(Exercise directions)
Pull out every line in the records below that contains the string "positive", and copy each of those lines in full.

(Task inputs)
=== Section Start ===

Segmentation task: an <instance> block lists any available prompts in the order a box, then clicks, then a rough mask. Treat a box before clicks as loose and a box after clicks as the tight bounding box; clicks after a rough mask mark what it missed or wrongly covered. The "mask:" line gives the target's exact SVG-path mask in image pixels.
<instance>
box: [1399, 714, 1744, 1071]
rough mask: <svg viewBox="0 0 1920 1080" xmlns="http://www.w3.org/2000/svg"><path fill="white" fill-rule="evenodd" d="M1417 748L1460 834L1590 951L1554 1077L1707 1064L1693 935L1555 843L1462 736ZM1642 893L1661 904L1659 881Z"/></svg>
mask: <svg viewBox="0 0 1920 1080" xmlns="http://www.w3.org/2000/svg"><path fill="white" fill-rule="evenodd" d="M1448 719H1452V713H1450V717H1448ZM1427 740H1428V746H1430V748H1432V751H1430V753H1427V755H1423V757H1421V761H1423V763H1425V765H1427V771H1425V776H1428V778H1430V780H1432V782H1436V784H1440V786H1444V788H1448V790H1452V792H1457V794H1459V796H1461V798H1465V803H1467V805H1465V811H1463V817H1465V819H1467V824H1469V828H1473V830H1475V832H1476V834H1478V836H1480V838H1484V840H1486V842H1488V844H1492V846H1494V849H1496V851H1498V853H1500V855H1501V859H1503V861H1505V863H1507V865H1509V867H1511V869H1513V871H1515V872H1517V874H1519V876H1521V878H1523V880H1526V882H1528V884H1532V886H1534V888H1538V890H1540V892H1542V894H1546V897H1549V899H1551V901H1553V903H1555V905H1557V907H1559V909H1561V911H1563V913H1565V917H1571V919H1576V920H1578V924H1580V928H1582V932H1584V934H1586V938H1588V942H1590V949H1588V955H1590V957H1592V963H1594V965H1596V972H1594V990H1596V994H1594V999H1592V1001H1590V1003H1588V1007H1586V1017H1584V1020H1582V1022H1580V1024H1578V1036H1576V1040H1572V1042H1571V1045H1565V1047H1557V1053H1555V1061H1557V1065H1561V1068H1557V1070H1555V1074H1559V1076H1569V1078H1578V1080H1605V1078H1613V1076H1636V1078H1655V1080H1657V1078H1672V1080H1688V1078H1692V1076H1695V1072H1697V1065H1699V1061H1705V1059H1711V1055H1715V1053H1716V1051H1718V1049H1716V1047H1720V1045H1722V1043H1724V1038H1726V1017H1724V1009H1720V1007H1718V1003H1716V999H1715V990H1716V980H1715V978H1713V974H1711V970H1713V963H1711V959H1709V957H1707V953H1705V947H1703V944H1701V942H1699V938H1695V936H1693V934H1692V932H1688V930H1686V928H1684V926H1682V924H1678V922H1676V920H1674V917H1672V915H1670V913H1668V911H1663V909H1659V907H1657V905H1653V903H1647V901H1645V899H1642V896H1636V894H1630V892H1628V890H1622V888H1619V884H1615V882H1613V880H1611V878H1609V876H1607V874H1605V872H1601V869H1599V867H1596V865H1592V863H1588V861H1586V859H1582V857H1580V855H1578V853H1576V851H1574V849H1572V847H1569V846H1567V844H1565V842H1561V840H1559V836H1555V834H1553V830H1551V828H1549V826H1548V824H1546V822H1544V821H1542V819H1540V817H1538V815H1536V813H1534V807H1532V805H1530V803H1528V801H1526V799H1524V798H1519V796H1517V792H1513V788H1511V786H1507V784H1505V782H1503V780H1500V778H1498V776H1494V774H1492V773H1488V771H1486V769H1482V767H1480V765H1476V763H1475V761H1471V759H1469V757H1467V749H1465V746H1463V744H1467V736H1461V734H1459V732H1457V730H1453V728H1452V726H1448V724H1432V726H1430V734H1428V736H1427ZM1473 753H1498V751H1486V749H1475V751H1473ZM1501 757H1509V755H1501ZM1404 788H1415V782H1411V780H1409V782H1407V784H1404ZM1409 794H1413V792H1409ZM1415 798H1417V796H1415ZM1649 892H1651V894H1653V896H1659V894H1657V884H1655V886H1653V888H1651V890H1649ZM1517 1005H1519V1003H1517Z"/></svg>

=== Section End ===
=== Section Start ===

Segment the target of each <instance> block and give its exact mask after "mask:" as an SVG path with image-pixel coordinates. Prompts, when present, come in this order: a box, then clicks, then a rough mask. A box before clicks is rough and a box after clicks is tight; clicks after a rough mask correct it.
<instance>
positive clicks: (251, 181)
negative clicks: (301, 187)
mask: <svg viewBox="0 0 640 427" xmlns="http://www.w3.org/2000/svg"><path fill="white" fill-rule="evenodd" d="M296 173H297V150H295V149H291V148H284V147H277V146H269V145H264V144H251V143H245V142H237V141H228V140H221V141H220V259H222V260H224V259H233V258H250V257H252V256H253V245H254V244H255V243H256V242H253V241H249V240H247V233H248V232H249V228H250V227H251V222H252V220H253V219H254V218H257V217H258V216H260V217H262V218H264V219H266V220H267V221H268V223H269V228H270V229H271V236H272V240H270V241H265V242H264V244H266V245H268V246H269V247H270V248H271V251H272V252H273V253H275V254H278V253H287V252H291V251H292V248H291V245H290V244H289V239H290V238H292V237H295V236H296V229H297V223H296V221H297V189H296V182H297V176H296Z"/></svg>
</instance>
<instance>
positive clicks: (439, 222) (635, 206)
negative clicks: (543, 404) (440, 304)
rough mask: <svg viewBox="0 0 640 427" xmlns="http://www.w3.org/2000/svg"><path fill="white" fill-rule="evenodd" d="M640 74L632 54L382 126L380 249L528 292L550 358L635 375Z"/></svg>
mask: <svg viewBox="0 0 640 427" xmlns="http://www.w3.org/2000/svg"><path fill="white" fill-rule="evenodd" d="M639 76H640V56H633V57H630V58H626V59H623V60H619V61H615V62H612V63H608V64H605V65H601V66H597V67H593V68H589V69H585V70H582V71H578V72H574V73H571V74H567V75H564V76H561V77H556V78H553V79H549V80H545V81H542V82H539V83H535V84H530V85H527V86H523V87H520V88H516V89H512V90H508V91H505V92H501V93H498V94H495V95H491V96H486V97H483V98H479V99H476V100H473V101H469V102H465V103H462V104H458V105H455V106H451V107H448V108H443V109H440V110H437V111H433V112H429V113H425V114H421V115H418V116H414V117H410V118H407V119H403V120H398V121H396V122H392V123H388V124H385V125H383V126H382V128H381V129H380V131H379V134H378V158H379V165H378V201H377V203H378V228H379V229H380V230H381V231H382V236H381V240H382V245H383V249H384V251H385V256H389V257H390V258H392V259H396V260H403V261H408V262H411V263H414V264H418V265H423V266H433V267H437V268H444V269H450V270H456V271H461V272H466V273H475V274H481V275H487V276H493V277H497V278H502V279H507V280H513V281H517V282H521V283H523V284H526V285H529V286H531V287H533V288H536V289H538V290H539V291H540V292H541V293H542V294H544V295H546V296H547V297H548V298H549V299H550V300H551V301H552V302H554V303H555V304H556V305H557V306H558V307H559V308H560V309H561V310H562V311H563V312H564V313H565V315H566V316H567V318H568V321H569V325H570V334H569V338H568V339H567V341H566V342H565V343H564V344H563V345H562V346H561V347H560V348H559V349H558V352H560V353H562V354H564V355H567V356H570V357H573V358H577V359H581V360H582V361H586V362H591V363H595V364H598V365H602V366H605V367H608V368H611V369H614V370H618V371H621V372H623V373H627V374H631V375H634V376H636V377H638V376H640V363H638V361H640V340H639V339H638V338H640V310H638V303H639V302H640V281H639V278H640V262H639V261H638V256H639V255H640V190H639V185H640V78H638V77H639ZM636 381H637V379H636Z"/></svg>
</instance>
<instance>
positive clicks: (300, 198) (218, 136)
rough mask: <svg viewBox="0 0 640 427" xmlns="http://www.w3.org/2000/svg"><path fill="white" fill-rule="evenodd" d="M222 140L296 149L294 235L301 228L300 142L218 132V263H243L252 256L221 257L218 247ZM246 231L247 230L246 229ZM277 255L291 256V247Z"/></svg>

=== Section End ===
=== Section Start ===

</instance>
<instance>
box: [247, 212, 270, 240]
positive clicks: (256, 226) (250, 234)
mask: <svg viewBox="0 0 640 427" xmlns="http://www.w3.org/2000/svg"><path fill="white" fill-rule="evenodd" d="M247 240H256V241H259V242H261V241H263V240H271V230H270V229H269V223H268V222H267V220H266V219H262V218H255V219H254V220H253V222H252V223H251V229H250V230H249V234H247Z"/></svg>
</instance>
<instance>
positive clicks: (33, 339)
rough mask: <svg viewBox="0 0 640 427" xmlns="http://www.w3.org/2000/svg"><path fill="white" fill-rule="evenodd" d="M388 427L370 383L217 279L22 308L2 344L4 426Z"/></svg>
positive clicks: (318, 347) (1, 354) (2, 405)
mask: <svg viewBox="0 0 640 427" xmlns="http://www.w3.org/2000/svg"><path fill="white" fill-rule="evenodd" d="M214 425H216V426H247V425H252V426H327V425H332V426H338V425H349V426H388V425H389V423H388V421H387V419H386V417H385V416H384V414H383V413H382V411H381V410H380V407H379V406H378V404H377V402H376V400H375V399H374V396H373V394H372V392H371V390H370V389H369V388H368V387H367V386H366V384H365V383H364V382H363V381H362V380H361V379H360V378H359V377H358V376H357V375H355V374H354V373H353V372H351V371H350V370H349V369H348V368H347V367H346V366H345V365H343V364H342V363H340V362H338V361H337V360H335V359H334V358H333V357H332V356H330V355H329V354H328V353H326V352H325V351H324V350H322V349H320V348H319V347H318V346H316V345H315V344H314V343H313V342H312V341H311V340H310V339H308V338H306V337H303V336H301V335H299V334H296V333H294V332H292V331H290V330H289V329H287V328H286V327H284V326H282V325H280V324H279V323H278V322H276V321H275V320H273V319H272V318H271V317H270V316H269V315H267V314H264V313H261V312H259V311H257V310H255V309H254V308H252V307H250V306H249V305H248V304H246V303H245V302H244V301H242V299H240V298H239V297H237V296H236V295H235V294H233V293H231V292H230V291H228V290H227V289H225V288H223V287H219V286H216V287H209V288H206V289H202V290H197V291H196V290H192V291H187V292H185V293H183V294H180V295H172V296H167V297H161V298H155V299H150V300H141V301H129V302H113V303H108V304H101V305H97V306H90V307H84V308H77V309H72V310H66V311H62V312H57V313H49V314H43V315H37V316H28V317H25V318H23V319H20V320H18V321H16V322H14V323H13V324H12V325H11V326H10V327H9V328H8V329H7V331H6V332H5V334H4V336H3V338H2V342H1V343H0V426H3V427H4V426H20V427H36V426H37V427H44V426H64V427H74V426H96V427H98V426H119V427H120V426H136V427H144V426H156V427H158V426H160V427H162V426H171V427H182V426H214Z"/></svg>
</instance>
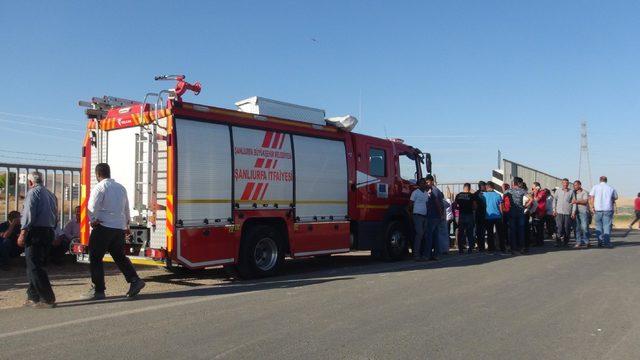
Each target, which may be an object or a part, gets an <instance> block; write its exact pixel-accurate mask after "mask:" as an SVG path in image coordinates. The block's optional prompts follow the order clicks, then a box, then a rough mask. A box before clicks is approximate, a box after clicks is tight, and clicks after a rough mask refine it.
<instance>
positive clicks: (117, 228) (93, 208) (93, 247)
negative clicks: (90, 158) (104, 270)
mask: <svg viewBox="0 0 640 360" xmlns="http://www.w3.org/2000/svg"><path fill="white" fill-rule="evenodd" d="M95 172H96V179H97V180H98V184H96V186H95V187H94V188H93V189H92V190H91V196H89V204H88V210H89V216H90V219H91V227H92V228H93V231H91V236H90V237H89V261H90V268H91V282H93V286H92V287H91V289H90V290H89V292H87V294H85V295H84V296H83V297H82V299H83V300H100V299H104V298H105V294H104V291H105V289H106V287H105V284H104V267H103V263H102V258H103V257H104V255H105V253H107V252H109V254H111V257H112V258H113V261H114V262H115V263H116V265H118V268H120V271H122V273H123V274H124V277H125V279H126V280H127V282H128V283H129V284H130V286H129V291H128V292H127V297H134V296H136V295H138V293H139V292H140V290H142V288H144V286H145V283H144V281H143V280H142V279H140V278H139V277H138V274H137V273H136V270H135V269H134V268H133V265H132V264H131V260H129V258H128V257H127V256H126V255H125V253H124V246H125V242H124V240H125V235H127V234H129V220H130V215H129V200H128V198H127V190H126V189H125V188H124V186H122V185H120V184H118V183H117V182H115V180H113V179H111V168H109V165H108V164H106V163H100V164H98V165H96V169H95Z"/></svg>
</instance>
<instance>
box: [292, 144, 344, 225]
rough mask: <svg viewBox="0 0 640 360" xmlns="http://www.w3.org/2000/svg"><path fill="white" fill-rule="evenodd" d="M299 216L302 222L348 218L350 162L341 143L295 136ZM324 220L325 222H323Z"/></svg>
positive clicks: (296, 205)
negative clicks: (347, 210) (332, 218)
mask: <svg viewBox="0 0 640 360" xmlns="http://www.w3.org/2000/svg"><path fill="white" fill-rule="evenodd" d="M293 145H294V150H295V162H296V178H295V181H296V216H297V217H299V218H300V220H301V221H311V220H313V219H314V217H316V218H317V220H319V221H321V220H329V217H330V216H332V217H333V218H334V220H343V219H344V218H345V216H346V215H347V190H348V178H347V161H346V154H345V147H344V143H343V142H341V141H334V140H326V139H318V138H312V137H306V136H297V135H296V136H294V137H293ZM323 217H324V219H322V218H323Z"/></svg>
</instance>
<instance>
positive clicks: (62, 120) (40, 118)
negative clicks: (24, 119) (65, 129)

=== Section End ===

(Solution for this task)
positive clicks: (251, 181)
positive clicks: (439, 222) (635, 206)
positive clicks: (300, 198) (218, 136)
positive clicks: (256, 226) (250, 234)
positive clicks: (33, 339)
positive clicks: (318, 347) (1, 354) (2, 405)
positive clicks: (117, 228) (93, 208) (93, 247)
positive clicks: (296, 205)
positive clicks: (62, 120) (40, 118)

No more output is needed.